───── Dataset rows ─────

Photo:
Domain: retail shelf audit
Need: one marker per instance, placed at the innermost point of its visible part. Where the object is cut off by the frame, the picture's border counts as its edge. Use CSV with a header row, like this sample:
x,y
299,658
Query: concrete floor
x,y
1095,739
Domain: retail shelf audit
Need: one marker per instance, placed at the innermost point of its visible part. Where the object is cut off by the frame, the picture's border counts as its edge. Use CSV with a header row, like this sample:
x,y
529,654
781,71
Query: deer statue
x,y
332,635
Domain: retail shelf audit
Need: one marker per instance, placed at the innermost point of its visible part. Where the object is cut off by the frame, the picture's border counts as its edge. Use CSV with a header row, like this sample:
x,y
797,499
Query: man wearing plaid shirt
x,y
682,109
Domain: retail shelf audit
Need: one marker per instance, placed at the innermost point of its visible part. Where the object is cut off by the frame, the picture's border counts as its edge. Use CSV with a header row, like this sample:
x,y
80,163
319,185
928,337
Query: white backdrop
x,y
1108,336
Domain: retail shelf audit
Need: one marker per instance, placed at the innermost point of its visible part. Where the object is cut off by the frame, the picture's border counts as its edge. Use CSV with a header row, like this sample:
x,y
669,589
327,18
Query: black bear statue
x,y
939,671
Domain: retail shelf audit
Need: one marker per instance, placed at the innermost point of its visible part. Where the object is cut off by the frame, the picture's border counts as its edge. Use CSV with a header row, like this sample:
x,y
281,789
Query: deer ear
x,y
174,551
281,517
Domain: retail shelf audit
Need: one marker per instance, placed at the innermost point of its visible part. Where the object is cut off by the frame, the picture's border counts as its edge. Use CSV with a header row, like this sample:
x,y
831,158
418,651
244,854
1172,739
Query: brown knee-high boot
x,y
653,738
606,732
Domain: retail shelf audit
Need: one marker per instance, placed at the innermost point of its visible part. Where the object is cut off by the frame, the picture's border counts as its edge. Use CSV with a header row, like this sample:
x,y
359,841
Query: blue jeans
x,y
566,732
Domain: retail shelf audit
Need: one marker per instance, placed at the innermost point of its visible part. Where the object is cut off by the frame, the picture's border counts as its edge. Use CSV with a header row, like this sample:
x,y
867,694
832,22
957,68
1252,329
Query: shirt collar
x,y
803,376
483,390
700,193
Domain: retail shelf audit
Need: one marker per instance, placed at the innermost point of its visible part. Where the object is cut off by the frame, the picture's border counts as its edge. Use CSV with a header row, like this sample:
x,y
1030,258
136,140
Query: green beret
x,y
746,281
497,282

─────

### Exercise objective
Collect every line of the rows above that contains the string "statue". Case matters.

### Output for this task
Query: deer statue
Query: black bear statue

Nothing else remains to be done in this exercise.